▶ **Data extracted from a collection**
Start

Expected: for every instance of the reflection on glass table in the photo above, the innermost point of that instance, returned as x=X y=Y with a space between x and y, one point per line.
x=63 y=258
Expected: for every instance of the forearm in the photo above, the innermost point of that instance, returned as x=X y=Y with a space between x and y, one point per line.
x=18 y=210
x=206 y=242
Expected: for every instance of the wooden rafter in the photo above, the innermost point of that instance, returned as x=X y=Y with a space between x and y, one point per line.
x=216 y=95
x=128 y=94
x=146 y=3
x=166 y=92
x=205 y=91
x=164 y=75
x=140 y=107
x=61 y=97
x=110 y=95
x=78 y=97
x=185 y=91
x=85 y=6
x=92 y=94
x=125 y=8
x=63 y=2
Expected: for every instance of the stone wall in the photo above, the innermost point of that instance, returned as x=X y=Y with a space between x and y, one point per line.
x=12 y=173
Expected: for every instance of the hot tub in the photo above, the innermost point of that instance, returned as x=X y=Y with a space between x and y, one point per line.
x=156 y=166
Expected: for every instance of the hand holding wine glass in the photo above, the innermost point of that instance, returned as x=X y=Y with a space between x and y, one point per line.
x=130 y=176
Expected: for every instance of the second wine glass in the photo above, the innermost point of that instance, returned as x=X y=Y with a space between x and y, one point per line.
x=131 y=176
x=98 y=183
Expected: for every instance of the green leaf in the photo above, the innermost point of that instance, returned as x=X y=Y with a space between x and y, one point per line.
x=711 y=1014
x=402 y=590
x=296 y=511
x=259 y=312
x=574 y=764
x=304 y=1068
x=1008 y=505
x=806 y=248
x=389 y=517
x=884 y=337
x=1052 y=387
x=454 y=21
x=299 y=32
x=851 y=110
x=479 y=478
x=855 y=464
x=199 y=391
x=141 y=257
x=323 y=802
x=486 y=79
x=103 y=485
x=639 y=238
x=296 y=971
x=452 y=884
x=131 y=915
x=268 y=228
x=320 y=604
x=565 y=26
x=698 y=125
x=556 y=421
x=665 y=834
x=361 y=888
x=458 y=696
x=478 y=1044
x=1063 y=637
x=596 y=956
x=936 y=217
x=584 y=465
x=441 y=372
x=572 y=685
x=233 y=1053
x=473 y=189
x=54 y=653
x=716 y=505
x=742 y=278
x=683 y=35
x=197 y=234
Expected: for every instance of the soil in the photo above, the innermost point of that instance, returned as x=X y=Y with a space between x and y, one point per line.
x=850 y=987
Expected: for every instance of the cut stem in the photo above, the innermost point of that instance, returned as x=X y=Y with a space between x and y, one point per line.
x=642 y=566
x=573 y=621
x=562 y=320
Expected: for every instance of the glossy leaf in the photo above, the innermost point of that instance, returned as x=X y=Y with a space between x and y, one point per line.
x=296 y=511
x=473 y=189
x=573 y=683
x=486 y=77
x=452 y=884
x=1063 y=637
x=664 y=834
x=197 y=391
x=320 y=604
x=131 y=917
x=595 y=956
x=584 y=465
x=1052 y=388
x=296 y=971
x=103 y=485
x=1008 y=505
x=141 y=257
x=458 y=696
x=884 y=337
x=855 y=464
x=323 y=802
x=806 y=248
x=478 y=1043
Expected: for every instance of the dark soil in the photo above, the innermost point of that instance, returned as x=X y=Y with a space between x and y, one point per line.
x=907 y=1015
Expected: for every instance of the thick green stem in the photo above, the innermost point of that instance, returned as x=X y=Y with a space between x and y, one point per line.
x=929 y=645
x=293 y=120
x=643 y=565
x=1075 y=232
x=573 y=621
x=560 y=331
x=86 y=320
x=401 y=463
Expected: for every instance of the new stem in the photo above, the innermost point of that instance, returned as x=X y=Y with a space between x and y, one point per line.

End

▶ **Brief**
Reproduce every line starting at the one containing "Expected: for every instance of the dark" and ending at the final line of the records, requests included, and increase each coordinate value in the answers by 12.

▶ **Answer**
Expected: for every instance of the dark soil in the photo above, the innermost point of that instance, returned as x=X y=Y with a space between x and y, one point per line.
x=919 y=1027
Expected: for every instance of the thick green stem in the photo above, the innermost point of that instance, returned as x=X y=Y with a space between x and y, one point per line.
x=941 y=657
x=305 y=132
x=655 y=577
x=1087 y=244
x=585 y=633
x=572 y=343
x=98 y=332
x=413 y=475
Expected: for every instance of the new stem in the photo above, the innermost point of that instance, returned as x=X y=Y with a space between x and y, one point per line.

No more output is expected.